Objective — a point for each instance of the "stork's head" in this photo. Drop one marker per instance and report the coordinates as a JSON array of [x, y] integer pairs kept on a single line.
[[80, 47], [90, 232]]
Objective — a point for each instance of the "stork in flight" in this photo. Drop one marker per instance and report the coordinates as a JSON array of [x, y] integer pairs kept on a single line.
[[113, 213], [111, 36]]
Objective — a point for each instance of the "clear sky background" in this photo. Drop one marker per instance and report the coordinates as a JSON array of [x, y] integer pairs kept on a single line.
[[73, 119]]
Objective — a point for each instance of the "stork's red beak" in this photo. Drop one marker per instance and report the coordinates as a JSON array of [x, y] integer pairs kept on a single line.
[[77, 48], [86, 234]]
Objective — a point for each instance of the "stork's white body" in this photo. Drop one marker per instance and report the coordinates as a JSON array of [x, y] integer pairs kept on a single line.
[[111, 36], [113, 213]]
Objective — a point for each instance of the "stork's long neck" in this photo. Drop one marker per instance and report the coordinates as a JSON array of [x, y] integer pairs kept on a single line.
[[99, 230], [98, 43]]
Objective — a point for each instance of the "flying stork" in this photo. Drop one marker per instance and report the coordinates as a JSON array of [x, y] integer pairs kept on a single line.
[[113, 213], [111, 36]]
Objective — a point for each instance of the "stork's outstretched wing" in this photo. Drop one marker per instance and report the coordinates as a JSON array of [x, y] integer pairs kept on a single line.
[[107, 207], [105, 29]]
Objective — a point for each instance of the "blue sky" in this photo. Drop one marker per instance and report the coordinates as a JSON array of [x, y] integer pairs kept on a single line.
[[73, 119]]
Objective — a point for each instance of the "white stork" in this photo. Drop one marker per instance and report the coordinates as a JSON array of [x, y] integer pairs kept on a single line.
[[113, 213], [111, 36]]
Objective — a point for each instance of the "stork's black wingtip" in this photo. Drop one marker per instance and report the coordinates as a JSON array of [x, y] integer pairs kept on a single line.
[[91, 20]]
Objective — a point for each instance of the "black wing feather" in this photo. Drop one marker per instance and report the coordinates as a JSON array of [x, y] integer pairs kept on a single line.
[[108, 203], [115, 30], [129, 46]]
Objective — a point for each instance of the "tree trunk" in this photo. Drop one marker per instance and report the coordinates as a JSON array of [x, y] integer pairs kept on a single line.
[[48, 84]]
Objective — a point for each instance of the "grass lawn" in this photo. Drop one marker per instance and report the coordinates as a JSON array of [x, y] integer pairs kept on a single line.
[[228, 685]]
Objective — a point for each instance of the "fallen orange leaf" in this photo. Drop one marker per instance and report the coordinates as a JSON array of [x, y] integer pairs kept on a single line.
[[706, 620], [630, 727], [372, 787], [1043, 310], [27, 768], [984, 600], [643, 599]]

☆ ☆ ☆ ☆ ☆

- _TASK_
Copy out the material above again, swapping "Objective" for "Goal" everywhere it occurs and leaving all else untouched.

- _COMPLETE OUTPUT_
Goal — a point for each instance of the "stork's head" in this photo. Drop one marker per instance and report the coordinates as a JSON array of [x, y] integer pairs kept on a single line.
[[80, 47], [90, 232]]
Goal — a point for each instance of the "stork in flight" in this photo. Drop one marker per instance and report the coordinates as a JSON array of [x, y] integer pairs kept on a single line.
[[113, 213], [111, 36]]
Goal — a point for each instance of the "clear sky background" in this photo. Drop one marker per instance and report the coordinates as a JSON array of [x, y] integer pairs kept on a single line.
[[73, 119]]
Goal — a point for each instance of the "stork's red beak" in this photo. Drop one marker per instance and report the coordinates as a JSON array of [x, y] integer pairs kept on a single line.
[[77, 48], [86, 234]]
Goal — a point for each instance of the "stork's white body" in this photo. Drop one marker per instance and report the coordinates as a JSON array of [x, y] integer pairs kept on a single line.
[[111, 36], [113, 213]]
Goal — a point for each instance of the "stork's long neck" in this photo. Drop one marker per instance and report the coordinates as a JSON array of [x, y] integer pairs kept on a single line.
[[99, 230], [98, 43]]
Goal — a point for each instance of the "flying stork" in this photo. Drop one marker per instance and report the coordinates as a JSON array of [x, y] integer pairs kept on a single line.
[[113, 213], [111, 36]]
Goal — a point for each instance of the "stork's outstretched wing" in this photo. Drop one marker per instance and report the coordinates as a JSON array of [x, y] integer pairs kept on a single line.
[[107, 207], [105, 29]]
Goal — a point for each instance of the "blue sky" in this photo. Drop one marker per instance and report the coordinates as a JSON array of [x, y] integer pairs kept on a single line.
[[73, 119]]
Goal — a point for each instance of the "white stork" in this photo. Drop one marker per instance and report the coordinates as a JSON array of [x, y] integer pairs kept on a single line.
[[113, 213], [111, 36]]
Goal — a point for each instance of the "stork's black wingtip" in this photo. Drop one marker per instance and report the coordinates as a JSON array of [x, y] integer pairs kept on a single line.
[[91, 20]]
Goal — a point for each instance of the "black wing feather" in this photo. Drop one marker per instance and report the coordinates as a JSON array of [x, y] integer pairs kept on a single line.
[[108, 203], [115, 30], [129, 46]]
Goal — a point for each instance of the "tree trunk" in this photo. Drop one marker per instance and report the coordinates as a JSON array of [x, y] integer pairs kept on a single line.
[[48, 84]]
Goal — a point for each instance of the "grass lawn" in this photo. Drop one marker per instance and report the coordinates as a JSON array of [x, y] integer pairs kept on a single line.
[[228, 685]]
Goal — a point for each instance of the "fallen orange leaf" in this photo. Drop one marker per instance and report the coordinates as a JSON array of [x, y] integer pairs kept on a single line.
[[706, 620], [630, 727], [372, 787], [1043, 310], [27, 768], [984, 600], [643, 599]]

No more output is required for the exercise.